* [Task directions]: Rewrite each line of the listing below as a row of a Markdown table with the columns "Row" and "Line," skipping blank lines and leaving out the pictures.

§

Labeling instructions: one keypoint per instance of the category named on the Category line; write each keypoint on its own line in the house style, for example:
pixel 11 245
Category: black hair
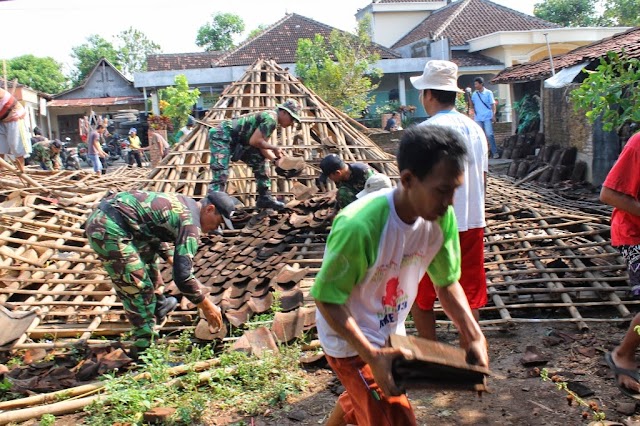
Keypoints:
pixel 422 147
pixel 444 97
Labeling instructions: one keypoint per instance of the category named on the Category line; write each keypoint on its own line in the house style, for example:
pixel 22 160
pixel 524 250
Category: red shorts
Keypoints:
pixel 472 280
pixel 359 402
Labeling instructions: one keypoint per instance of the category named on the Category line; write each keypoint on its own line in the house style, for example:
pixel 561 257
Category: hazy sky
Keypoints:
pixel 53 27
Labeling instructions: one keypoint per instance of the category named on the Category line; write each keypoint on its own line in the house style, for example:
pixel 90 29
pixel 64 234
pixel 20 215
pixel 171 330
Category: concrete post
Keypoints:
pixel 402 92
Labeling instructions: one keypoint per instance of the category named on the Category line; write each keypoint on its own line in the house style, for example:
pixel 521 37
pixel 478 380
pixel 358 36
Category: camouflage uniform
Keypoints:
pixel 128 231
pixel 348 189
pixel 231 139
pixel 43 154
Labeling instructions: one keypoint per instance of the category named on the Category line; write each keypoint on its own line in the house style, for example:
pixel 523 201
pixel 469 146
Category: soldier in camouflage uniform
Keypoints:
pixel 128 230
pixel 349 178
pixel 47 154
pixel 245 138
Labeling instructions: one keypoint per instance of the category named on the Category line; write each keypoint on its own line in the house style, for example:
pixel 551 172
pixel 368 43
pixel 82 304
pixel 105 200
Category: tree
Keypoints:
pixel 180 101
pixel 623 12
pixel 611 92
pixel 568 13
pixel 218 34
pixel 340 69
pixel 87 56
pixel 43 74
pixel 134 49
pixel 257 31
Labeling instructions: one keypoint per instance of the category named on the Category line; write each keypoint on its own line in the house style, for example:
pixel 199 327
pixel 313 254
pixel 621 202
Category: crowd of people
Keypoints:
pixel 391 251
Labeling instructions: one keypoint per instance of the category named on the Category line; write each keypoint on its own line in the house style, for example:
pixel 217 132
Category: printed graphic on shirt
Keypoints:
pixel 393 301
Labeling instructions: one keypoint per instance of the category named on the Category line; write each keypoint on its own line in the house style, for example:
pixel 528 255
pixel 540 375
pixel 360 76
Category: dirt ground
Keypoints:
pixel 519 398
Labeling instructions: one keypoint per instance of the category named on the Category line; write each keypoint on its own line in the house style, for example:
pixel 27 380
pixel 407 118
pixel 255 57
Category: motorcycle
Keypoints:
pixel 69 156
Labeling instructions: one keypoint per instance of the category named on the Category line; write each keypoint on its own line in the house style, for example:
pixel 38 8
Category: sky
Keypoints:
pixel 52 27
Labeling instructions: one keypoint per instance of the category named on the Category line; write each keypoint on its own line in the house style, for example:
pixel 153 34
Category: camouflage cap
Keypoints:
pixel 292 107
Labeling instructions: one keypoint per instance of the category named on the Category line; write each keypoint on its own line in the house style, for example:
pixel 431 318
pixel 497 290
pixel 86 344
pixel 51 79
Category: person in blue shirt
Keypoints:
pixel 484 108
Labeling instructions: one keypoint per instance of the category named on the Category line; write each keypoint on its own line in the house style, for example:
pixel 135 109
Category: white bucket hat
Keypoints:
pixel 438 75
pixel 375 183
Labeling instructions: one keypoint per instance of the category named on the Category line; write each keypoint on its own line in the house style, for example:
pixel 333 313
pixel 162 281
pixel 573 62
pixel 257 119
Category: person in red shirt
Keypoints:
pixel 621 189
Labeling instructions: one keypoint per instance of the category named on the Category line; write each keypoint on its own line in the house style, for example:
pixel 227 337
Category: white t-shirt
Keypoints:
pixel 373 263
pixel 468 200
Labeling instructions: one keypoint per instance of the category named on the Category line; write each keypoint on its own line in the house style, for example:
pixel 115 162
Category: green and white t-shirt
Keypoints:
pixel 373 263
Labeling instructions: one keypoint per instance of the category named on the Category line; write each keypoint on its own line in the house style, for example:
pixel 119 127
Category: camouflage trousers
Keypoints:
pixel 133 268
pixel 221 146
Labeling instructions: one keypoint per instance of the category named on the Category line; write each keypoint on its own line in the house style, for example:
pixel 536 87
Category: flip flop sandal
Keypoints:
pixel 617 371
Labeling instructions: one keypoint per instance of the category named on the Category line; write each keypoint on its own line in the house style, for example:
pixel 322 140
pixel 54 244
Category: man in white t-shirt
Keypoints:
pixel 439 89
pixel 378 249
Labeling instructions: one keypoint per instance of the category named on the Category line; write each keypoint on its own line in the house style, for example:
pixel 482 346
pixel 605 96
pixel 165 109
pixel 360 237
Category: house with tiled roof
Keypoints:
pixel 278 42
pixel 182 61
pixel 483 38
pixel 553 80
pixel 105 91
pixel 392 18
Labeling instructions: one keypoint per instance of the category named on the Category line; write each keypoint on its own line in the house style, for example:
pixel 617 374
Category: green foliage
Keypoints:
pixel 43 74
pixel 239 382
pixel 528 110
pixel 180 101
pixel 340 69
pixel 623 12
pixel 134 49
pixel 568 13
pixel 129 55
pixel 218 34
pixel 257 31
pixel 562 385
pixel 47 420
pixel 610 92
pixel 88 54
pixel 256 384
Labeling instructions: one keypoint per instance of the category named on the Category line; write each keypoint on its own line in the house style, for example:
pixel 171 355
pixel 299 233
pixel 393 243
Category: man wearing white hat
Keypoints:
pixel 439 88
pixel 375 183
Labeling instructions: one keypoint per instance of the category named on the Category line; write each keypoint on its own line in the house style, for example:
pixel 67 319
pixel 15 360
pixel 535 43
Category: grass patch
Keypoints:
pixel 240 383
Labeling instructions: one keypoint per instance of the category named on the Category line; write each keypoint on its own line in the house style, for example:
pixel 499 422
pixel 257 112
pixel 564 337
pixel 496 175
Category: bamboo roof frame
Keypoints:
pixel 46 264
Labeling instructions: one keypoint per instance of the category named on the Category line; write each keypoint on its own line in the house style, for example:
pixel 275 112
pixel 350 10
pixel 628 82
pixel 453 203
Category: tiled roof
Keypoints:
pixel 182 61
pixel 407 1
pixel 280 42
pixel 466 19
pixel 629 41
pixel 122 100
pixel 467 59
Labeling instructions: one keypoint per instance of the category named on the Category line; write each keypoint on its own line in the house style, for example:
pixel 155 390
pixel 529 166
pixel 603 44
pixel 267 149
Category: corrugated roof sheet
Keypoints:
pixel 280 42
pixel 628 41
pixel 466 19
pixel 182 61
pixel 123 100
pixel 467 59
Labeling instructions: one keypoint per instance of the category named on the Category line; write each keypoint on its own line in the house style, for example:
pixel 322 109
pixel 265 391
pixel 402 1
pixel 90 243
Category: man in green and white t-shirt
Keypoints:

§

* [Task result]:
| Row | Line |
|---|---|
| 1 | Labeling instructions: one keypoint per instance of the category named on the Category line; write each keypoint on its own line in the house style, for example: |
| 2 | pixel 11 245 |
| 3 | Category: black hair |
| 4 | Keypoints: |
| 5 | pixel 422 147 |
| 6 | pixel 444 97 |
| 7 | Labeling instructions: one keypoint per instance of the category named on the Category line; write each keypoint on its own line in the house style, for example: |
| 8 | pixel 22 160 |
| 9 | pixel 524 250 |
| 10 | Category: red shorts |
| 11 | Keypoints: |
| 12 | pixel 472 280 |
| 13 | pixel 359 402 |
| 14 | Labeling instructions: one keypoint per instance of the category named on the Category line; write each keypoint on its own line in the house style, for example: |
| 15 | pixel 561 257 |
| 16 | Category: hazy sky |
| 17 | Keypoints: |
| 18 | pixel 53 27 |
| 19 | Labeling instructions: one keypoint per instance of the category named on the Category line; write each keypoint on its own line in the house style, for example: |
| 20 | pixel 90 29 |
| 21 | pixel 64 234 |
| 22 | pixel 20 215 |
| 23 | pixel 171 330 |
| 24 | Category: concrete post |
| 25 | Keypoints: |
| 26 | pixel 402 92 |
| 27 | Labeling instructions: one keypoint per instance of the category named on the Category line; write each keypoint on its own line in the house style, for example: |
| 28 | pixel 521 37 |
| 29 | pixel 478 380 |
| 30 | pixel 358 36 |
| 31 | Category: camouflage uniform |
| 32 | Keypoints: |
| 33 | pixel 128 231 |
| 34 | pixel 348 189 |
| 35 | pixel 231 139 |
| 36 | pixel 43 154 |
| 37 | Labeling instructions: one keypoint per instance of the category named on the Category line; write each keypoint on its own line in the house style, for example: |
| 38 | pixel 523 201 |
| 39 | pixel 469 146 |
| 40 | Category: soldier in camouflage uniform |
| 41 | Keypoints: |
| 42 | pixel 128 230 |
| 43 | pixel 349 178 |
| 44 | pixel 47 154 |
| 45 | pixel 245 138 |
| 46 | Labeling instructions: one keypoint per instance of the category named on the Category line; write each keypoint on its own line in the house style, for example: |
| 47 | pixel 551 172 |
| 48 | pixel 368 43 |
| 49 | pixel 82 304 |
| 50 | pixel 105 200 |
| 51 | Category: tree |
| 52 | Keypoints: |
| 53 | pixel 180 101 |
| 54 | pixel 623 12 |
| 55 | pixel 611 92 |
| 56 | pixel 568 13 |
| 57 | pixel 218 34 |
| 58 | pixel 340 69 |
| 59 | pixel 87 56 |
| 60 | pixel 43 74 |
| 61 | pixel 134 49 |
| 62 | pixel 257 31 |
| 63 | Labeling instructions: one keypoint per instance of the category named on the Category line; write each keypoint on its own line in the house style, for example: |
| 64 | pixel 199 327 |
| 65 | pixel 313 254 |
| 66 | pixel 621 202 |
| 67 | Category: crowd of people |
| 68 | Keypoints: |
| 69 | pixel 391 251 |
| 70 | Labeling instructions: one keypoint per instance of the category named on the Category line; write each keypoint on its own line in the house style, for example: |
| 71 | pixel 217 132 |
| 72 | Category: printed graphic on shirt |
| 73 | Keypoints: |
| 74 | pixel 393 301 |
| 75 | Labeling instructions: one keypoint per instance of the category named on the Category line; write each keypoint on its own line in the house style, for example: |
| 76 | pixel 528 255 |
| 77 | pixel 540 375 |
| 78 | pixel 360 76 |
| 79 | Category: dirt ground |
| 80 | Keypoints: |
| 81 | pixel 519 398 |
| 82 | Labeling instructions: one keypoint per instance of the category named on the Category line; write each keypoint on its own line in the house style, for example: |
| 83 | pixel 27 380 |
| 84 | pixel 407 118 |
| 85 | pixel 255 57 |
| 86 | Category: motorcycle |
| 87 | Keypoints: |
| 88 | pixel 69 156 |
| 89 | Labeling instructions: one keypoint per instance of the category named on the Category line; write each keypoint on its own line in the house style, for example: |
| 90 | pixel 38 8 |
| 91 | Category: sky |
| 92 | Keypoints: |
| 93 | pixel 52 27 |
| 94 | Labeling instructions: one keypoint per instance of the category named on the Category line; write each keypoint on its own line in the house style, for example: |
| 95 | pixel 153 34 |
| 96 | Category: camouflage cap |
| 97 | Keypoints: |
| 98 | pixel 292 107 |
| 99 | Labeling instructions: one keypoint per instance of the category named on the Category line; write each keypoint on its own line in the house style, for example: |
| 100 | pixel 431 318 |
| 101 | pixel 497 290 |
| 102 | pixel 86 344 |
| 103 | pixel 51 79 |
| 104 | Category: person in blue shirt |
| 105 | Keypoints: |
| 106 | pixel 484 108 |
| 107 | Labeling instructions: one keypoint per instance of the category named on the Category line; write each keypoint on its own line in the house style, for example: |
| 108 | pixel 135 109 |
| 109 | Category: white bucket hat |
| 110 | Keypoints: |
| 111 | pixel 438 75 |
| 112 | pixel 375 183 |
| 113 | Labeling instructions: one keypoint per instance of the category named on the Category line; write each keypoint on its own line in the house style, for example: |
| 114 | pixel 333 313 |
| 115 | pixel 162 281 |
| 116 | pixel 573 62 |
| 117 | pixel 257 119 |
| 118 | Category: person in red shirt |
| 119 | Keypoints: |
| 120 | pixel 621 189 |
| 121 | Labeling instructions: one keypoint per instance of the category named on the Category line; write each keypoint on its own line in the house style, for example: |
| 122 | pixel 227 337 |
| 123 | Category: white t-shirt |
| 124 | Keypoints: |
| 125 | pixel 373 263 |
| 126 | pixel 468 200 |
| 127 | Labeling instructions: one keypoint per instance of the category named on the Category line; write each keypoint on its own line in the house style, for example: |
| 128 | pixel 115 162 |
| 129 | Category: green and white t-shirt |
| 130 | Keypoints: |
| 131 | pixel 373 263 |
| 132 | Labeling instructions: one keypoint per instance of the category named on the Category line; write each keypoint on its own line in the house style, for example: |
| 133 | pixel 119 127 |
| 134 | Category: camouflage trousers |
| 135 | Keypoints: |
| 136 | pixel 133 268 |
| 137 | pixel 221 146 |
| 138 | Labeling instructions: one keypoint per instance of the category named on the Category line; write each keypoint on its own line in the house style, for example: |
| 139 | pixel 536 87 |
| 140 | Category: flip flop sandal |
| 141 | Keypoints: |
| 142 | pixel 617 371 |
| 143 | Labeling instructions: one keypoint per instance of the category named on the Category line; write each keypoint on its own line in the house style, for example: |
| 144 | pixel 322 140 |
| 145 | pixel 54 244 |
| 146 | Category: man in white t-shirt |
| 147 | Keypoints: |
| 148 | pixel 439 89 |
| 149 | pixel 378 249 |
| 150 | Labeling instructions: one keypoint per instance of the category named on the Category line; write each keypoint on its own line in the house style, for example: |
| 151 | pixel 482 346 |
| 152 | pixel 605 96 |
| 153 | pixel 165 109 |
| 154 | pixel 360 237 |
| 155 | Category: house with tiled roof |
| 156 | Keypoints: |
| 157 | pixel 278 42 |
| 158 | pixel 182 61 |
| 159 | pixel 483 38 |
| 160 | pixel 553 80 |
| 161 | pixel 105 91 |
| 162 | pixel 392 18 |
| 163 | Labeling instructions: one keypoint per instance of the category named on the Category line; write each keypoint on its own line in the house style, for example: |
| 164 | pixel 617 374 |
| 165 | Category: green foliage |
| 166 | Keypoints: |
| 167 | pixel 43 74 |
| 168 | pixel 239 382 |
| 169 | pixel 528 110 |
| 170 | pixel 180 101 |
| 171 | pixel 340 69 |
| 172 | pixel 623 12 |
| 173 | pixel 134 49 |
| 174 | pixel 568 13 |
| 175 | pixel 129 55 |
| 176 | pixel 218 34 |
| 177 | pixel 257 31 |
| 178 | pixel 562 385 |
| 179 | pixel 47 420 |
| 180 | pixel 610 92 |
| 181 | pixel 88 54 |
| 182 | pixel 256 384 |
| 183 | Labeling instructions: one keypoint per instance of the category named on the Category line; write each keypoint on its own line in the house style, for example: |
| 184 | pixel 171 355 |
| 185 | pixel 299 233 |
| 186 | pixel 393 243 |
| 187 | Category: man wearing white hat |
| 188 | Keypoints: |
| 189 | pixel 439 88 |
| 190 | pixel 375 183 |
| 191 | Labeling instructions: one keypoint per instance of the category named on the Category line; write each keypoint on its own line in the house style, for example: |
| 192 | pixel 67 319 |
| 193 | pixel 15 360 |
| 194 | pixel 535 43 |
| 195 | Category: grass patch |
| 196 | Keypoints: |
| 197 | pixel 240 383 |
| 198 | Labeling instructions: one keypoint per instance of the category named on the Category line; write each keypoint on its own line in the house style, for example: |
| 199 | pixel 499 422 |
| 200 | pixel 257 112 |
| 201 | pixel 564 337 |
| 202 | pixel 496 175 |
| 203 | Category: bamboo roof frame |
| 204 | Keypoints: |
| 205 | pixel 46 264 |
| 206 | Labeling instructions: one keypoint per instance of the category named on the Category line; write each keypoint on its own line in the house style, for example: |
| 207 | pixel 275 112 |
| 208 | pixel 350 10 |
| 209 | pixel 628 82 |
| 210 | pixel 453 203 |
| 211 | Category: tiled roof |
| 212 | Keypoints: |
| 213 | pixel 182 61 |
| 214 | pixel 407 1 |
| 215 | pixel 280 42 |
| 216 | pixel 466 19 |
| 217 | pixel 629 41 |
| 218 | pixel 122 100 |
| 219 | pixel 467 59 |
| 220 | Labeling instructions: one keypoint per instance of the category named on the Category line; write each keypoint on its own line in the house style, for example: |
| 221 | pixel 155 390 |
| 222 | pixel 529 166 |
| 223 | pixel 603 44 |
| 224 | pixel 267 149 |
| 225 | Category: corrugated roof sheet |
| 226 | Keypoints: |
| 227 | pixel 280 42 |
| 228 | pixel 628 41 |
| 229 | pixel 466 19 |
| 230 | pixel 182 61 |
| 231 | pixel 123 100 |
| 232 | pixel 467 59 |
| 233 | Labeling instructions: one keypoint per instance of the category named on the Category line; write each keypoint on its own line in the house style, for example: |
| 234 | pixel 322 109 |
| 235 | pixel 265 391 |
| 236 | pixel 402 1 |
| 237 | pixel 90 243 |
| 238 | Category: man in green and white t-shirt |
| 239 | Keypoints: |